§ **WHAT YOU ARE ASKED TO DO**:
The pictures stay out; all of the data is to be printed exactly.

::: EXCERPTED DATA :::

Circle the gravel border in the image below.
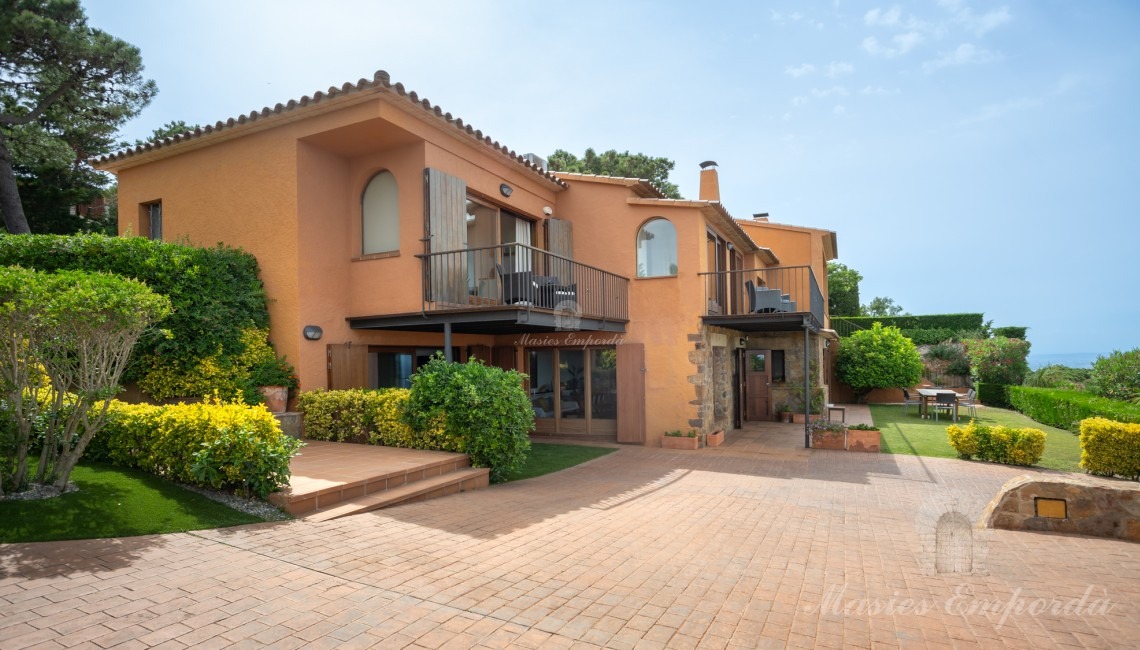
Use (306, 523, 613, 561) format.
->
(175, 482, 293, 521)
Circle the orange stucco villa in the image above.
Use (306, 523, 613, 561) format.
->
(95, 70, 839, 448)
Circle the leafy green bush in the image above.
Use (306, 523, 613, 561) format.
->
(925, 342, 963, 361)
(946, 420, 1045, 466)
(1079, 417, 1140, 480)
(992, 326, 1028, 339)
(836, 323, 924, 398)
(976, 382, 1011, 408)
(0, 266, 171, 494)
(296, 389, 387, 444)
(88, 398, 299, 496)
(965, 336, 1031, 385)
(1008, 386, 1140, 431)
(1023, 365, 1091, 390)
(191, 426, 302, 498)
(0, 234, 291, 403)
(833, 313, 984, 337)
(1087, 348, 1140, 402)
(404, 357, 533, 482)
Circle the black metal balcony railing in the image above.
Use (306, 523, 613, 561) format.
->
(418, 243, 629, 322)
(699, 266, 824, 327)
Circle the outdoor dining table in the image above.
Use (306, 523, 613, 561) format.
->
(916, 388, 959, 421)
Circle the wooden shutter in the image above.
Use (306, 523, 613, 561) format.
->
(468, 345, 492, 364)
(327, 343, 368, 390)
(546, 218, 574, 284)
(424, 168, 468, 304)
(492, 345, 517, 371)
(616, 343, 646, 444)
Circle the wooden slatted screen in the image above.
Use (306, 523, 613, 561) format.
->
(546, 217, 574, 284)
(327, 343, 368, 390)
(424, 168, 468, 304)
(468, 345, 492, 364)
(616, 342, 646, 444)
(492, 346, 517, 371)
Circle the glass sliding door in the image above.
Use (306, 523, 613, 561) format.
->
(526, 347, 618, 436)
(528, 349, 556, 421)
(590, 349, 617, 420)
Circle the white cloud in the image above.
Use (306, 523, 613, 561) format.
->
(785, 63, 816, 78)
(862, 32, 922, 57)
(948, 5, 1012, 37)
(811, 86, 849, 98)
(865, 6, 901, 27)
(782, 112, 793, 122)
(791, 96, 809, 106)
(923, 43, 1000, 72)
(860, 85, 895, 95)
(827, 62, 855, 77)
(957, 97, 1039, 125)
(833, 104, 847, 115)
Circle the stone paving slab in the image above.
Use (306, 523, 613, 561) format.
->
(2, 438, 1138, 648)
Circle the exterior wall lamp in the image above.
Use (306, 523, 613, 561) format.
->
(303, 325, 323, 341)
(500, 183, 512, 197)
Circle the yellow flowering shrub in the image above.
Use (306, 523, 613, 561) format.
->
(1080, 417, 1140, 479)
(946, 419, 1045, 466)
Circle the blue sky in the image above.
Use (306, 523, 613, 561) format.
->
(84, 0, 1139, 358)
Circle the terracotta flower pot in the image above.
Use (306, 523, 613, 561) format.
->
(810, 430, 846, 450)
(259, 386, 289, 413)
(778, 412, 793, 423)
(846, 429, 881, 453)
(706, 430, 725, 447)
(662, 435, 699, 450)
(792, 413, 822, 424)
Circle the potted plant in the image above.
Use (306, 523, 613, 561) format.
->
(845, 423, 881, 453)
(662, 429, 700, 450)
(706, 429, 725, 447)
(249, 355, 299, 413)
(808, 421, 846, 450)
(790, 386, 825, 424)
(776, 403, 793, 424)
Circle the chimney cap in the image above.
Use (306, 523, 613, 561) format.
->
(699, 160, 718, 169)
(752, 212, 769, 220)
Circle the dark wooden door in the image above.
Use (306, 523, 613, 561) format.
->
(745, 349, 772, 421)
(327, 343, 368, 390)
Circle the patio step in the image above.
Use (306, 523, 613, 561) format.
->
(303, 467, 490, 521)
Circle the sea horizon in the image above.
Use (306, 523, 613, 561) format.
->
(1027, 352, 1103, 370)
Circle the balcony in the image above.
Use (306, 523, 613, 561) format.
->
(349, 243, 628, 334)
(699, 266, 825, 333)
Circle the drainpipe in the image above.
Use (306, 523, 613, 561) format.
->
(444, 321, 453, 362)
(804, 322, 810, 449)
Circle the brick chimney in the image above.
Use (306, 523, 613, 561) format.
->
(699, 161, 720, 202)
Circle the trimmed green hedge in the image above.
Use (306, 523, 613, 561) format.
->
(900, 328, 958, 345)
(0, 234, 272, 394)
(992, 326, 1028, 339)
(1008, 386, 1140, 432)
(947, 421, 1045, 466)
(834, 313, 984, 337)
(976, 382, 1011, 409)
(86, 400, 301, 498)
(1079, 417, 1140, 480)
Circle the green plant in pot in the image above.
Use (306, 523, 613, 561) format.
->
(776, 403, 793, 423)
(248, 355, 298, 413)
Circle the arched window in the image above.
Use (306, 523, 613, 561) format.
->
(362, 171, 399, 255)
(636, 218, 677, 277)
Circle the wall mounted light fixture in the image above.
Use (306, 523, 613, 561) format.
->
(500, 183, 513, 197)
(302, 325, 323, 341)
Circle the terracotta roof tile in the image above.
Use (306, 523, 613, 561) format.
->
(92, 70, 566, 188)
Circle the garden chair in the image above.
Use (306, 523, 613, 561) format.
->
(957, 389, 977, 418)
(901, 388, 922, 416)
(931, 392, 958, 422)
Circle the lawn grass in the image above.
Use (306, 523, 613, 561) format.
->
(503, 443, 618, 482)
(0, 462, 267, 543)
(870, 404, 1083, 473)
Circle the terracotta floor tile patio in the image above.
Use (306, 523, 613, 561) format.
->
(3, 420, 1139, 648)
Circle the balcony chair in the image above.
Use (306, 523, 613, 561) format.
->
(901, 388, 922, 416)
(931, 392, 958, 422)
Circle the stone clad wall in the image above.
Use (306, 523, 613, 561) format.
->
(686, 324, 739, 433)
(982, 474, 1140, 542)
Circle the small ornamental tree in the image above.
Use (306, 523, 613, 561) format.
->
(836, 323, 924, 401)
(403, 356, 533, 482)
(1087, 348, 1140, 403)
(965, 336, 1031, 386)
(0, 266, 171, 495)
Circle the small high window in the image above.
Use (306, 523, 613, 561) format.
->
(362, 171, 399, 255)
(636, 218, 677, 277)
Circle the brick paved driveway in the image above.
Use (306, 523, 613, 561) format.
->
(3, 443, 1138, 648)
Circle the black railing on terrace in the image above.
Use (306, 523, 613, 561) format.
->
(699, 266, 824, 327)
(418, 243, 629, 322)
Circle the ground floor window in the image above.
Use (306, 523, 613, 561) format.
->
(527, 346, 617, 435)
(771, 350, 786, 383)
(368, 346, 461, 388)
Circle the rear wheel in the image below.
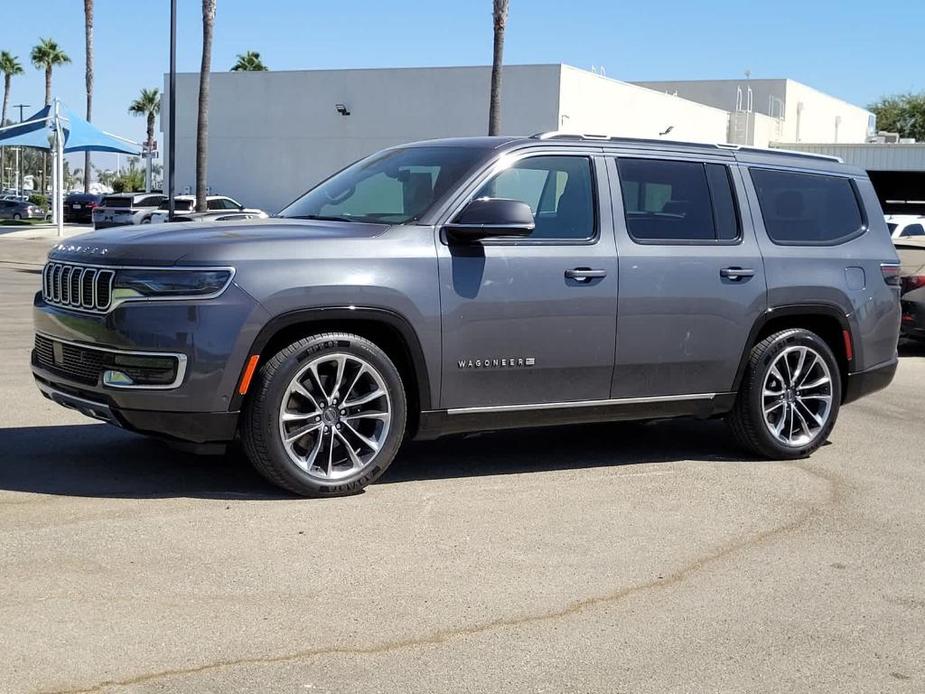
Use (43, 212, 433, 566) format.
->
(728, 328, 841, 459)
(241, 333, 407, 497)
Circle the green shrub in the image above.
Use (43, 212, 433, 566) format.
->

:::

§ **REPLY TO THE EXERCISE**:
Circle the gravel border in the image below.
Use (306, 523, 613, 561) format.
->
(175, 482, 293, 521)
Circle the orange stucco villa in the image above.
Use (306, 523, 613, 561) format.
->
(95, 70, 839, 448)
Circle the leafy green bush in the image above.
Use (306, 523, 613, 561) format.
->
(925, 342, 963, 361)
(946, 420, 1045, 466)
(1079, 417, 1140, 480)
(992, 326, 1028, 339)
(836, 323, 924, 398)
(976, 382, 1011, 408)
(0, 266, 171, 494)
(296, 389, 387, 444)
(88, 398, 299, 496)
(965, 336, 1031, 385)
(1008, 386, 1140, 431)
(1023, 365, 1091, 390)
(191, 426, 302, 498)
(0, 234, 291, 403)
(833, 313, 984, 337)
(1087, 348, 1140, 402)
(404, 357, 533, 482)
Circle the black metal balcony railing in the image above.
Use (306, 523, 613, 561) format.
->
(418, 243, 629, 322)
(699, 266, 824, 327)
Circle the outdoor dining table in the image above.
Use (306, 523, 613, 561) format.
->
(916, 388, 959, 421)
Circle the wooden shutter in the image above.
Use (306, 523, 613, 561) format.
->
(468, 345, 492, 364)
(327, 343, 368, 390)
(546, 218, 574, 284)
(424, 168, 468, 304)
(492, 345, 517, 371)
(616, 343, 646, 444)
Circle the wooden slatted screen in the image above.
Use (306, 523, 613, 561) format.
->
(546, 217, 574, 284)
(327, 343, 368, 390)
(424, 168, 468, 304)
(468, 345, 492, 364)
(616, 342, 646, 444)
(492, 346, 517, 371)
Circle the glass sliding door in the image above.
Use (306, 523, 613, 561) format.
->
(526, 347, 618, 436)
(528, 349, 556, 421)
(590, 349, 617, 420)
Circle the white cloud in the image above.
Use (306, 523, 613, 561) format.
->
(785, 63, 816, 78)
(862, 32, 922, 57)
(948, 5, 1012, 37)
(811, 86, 849, 98)
(865, 6, 901, 27)
(782, 112, 793, 122)
(791, 96, 809, 106)
(923, 43, 1000, 72)
(860, 85, 895, 95)
(827, 62, 855, 77)
(957, 97, 1039, 125)
(833, 104, 847, 115)
Circle the stone paving slab in the image above.
Use (306, 523, 613, 561) format.
->
(2, 438, 1138, 648)
Circle the exterior wall lamp in the image above.
Use (306, 523, 613, 561) format.
->
(303, 325, 323, 341)
(500, 183, 512, 197)
Circle the yellow flowering shrub in the image above.
Use (306, 523, 613, 561) format.
->
(1080, 417, 1140, 479)
(946, 419, 1045, 466)
Circle the blue sky in the image above.
Use (306, 523, 613, 561) format.
->
(84, 0, 1139, 358)
Circle the terracotta flower pot in the image above.
Use (306, 523, 613, 561) format.
->
(810, 430, 846, 450)
(259, 386, 289, 413)
(778, 412, 793, 423)
(846, 429, 881, 453)
(706, 430, 725, 447)
(662, 435, 699, 450)
(792, 413, 822, 424)
Circle the potted plant in the image above.
Use (306, 523, 613, 561) format.
->
(845, 423, 881, 453)
(662, 429, 700, 450)
(706, 429, 725, 447)
(249, 355, 299, 413)
(808, 421, 846, 450)
(790, 386, 825, 424)
(776, 403, 793, 424)
Circle the chimney cap in the image above.
Use (306, 523, 613, 561) format.
->
(699, 160, 718, 169)
(752, 212, 769, 220)
Circle the dark wooden door in the image above.
Use (306, 523, 613, 561) format.
->
(745, 349, 772, 421)
(327, 343, 368, 390)
Circle the patio step in the image above.
Use (306, 523, 613, 561) format.
->
(303, 467, 490, 521)
Circle the sea horizon in the image above.
Use (306, 523, 613, 561) format.
->
(1027, 352, 1103, 370)
Circle the balcony in the image above.
Use (306, 523, 613, 561) format.
->
(349, 243, 628, 334)
(699, 266, 825, 333)
Circle the drainpipe in the image above.
Use (306, 523, 613, 561) format.
->
(444, 321, 453, 362)
(804, 322, 810, 449)
Circle the brick chimney in the image above.
Use (306, 523, 613, 561) format.
->
(699, 161, 720, 202)
Circle the trimmed green hedge in the image above.
Use (306, 523, 613, 561) format.
->
(900, 328, 958, 345)
(0, 234, 272, 394)
(992, 326, 1028, 339)
(1008, 386, 1140, 432)
(947, 421, 1045, 466)
(834, 313, 984, 337)
(976, 382, 1011, 409)
(86, 400, 301, 498)
(1079, 417, 1140, 480)
Circle the green plant in pot in the image above.
Use (306, 523, 613, 561) format.
->
(776, 403, 793, 423)
(248, 355, 298, 413)
Circle the arched window in the image above.
Use (306, 523, 613, 561) format.
->
(362, 171, 399, 255)
(636, 218, 677, 277)
Circle the wall mounted light fixture in the image above.
Use (306, 523, 613, 561) format.
->
(500, 183, 513, 197)
(302, 325, 323, 341)
Circle the terracotta roof tile in the image above.
Use (306, 523, 613, 561) format.
->
(92, 70, 566, 188)
Circle the garden chair in the image above.
Use (306, 523, 613, 561) format.
->
(957, 389, 977, 418)
(901, 388, 922, 416)
(931, 392, 958, 422)
Circle the lawn grass in the image above.
Use (306, 523, 613, 561) format.
->
(503, 443, 618, 482)
(0, 462, 267, 543)
(870, 404, 1083, 473)
Circle the terracotta floor tile patio in the image above.
Use (306, 523, 613, 561) format.
->
(3, 420, 1139, 648)
Circle the balcony chair in the image above.
Use (306, 523, 613, 561) format.
->
(901, 388, 922, 416)
(931, 392, 958, 422)
Circle the stone clad wall in the image above.
Use (306, 523, 613, 561) format.
->
(686, 324, 739, 433)
(982, 474, 1140, 542)
Circle the small ornamental tree in the image above.
Use (306, 523, 613, 561) format.
->
(836, 323, 924, 401)
(403, 356, 533, 482)
(1087, 348, 1140, 403)
(965, 336, 1031, 386)
(0, 266, 171, 495)
Circle the small high window in the image above.
Use (306, 523, 613, 561) format.
->
(362, 171, 399, 255)
(636, 218, 677, 277)
Circle the brick paved driveway in the image above.
Use (306, 523, 613, 561) format.
->
(3, 443, 1138, 648)
Circle the black railing on terrace in the image above.
Use (306, 523, 613, 561) format.
->
(699, 266, 824, 327)
(418, 243, 629, 322)
Circle the ground floor window in the image above.
Use (306, 523, 613, 561) format.
->
(527, 346, 617, 435)
(771, 350, 786, 383)
(368, 346, 461, 388)
Circle the rear wheel in the image below.
Use (43, 212, 433, 566) format.
->
(728, 328, 841, 459)
(241, 333, 407, 497)
Circle the green shrub in the image above.
Use (43, 212, 433, 566) format.
->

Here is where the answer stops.